▶ **Text to read**:
A Pulitzer Prize-winning historian, during a talk sponsored by the Littlefield Lecture Series in the Department of History on Monday, said many historical facts about the Underground Railroad have been obscured by popular legend. 

Eric Foner, Columbia University history professor, said the Underground Railroad was not a single secret entity but rather a coordination of quasi-public efforts by abolitionists. Foner, who has written books on the history of emancipation and served as president of several national historical associations, discussed his upcoming book, “Rethinking the Underground Railroad,” during the first of two presentations he is giving on southern history this week at the Blanton Auditorium. 

“Even people who know very little of American history have heard of the Underground Railroad,” Foner said. “At a time of renewed national attention to the history of slavery and the Civil War — subjects that remain in many ways contentious — the Underground Railroad represents a moment of our history when black and white Americans worked together in a just cause.”


Jacqueline Jones, history department chair and professor, said Foner is the preeminent historian of the Civil War–Reconstruction era.  

“Dr. Foner is unusual in that he is a scholar who has reached a broad and appreciative audience for his work, and, as scholars, citizens and lovers of history, all of us are the better for it,” Jones said.

▶ **Problems**:
• a. In the lecture report, Jones uses three phrases to describe "all of us." List them.
• b. According to the lecture report, what is the title of the upcoming book Foner discussed?
The entries that follow have nothing to do with the lecture report.

▶ **Data**:
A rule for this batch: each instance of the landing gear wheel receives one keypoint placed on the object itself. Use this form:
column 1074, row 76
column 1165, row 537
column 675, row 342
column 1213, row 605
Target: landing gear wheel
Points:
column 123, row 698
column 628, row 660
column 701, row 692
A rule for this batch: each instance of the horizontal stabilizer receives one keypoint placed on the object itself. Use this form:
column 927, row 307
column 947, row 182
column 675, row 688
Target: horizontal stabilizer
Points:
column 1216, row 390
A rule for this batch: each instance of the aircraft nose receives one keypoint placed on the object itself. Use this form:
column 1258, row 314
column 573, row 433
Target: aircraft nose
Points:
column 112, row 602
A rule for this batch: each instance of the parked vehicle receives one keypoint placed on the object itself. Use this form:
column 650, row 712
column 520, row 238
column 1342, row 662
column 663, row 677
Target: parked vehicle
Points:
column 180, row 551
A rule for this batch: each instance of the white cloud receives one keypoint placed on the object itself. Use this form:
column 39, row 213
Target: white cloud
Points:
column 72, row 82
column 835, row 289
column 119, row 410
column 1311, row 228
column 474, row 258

▶ **Expected outputs**:
• a. scholars, citizens, lovers of history

• b. "Rethinking the Underground Railroad"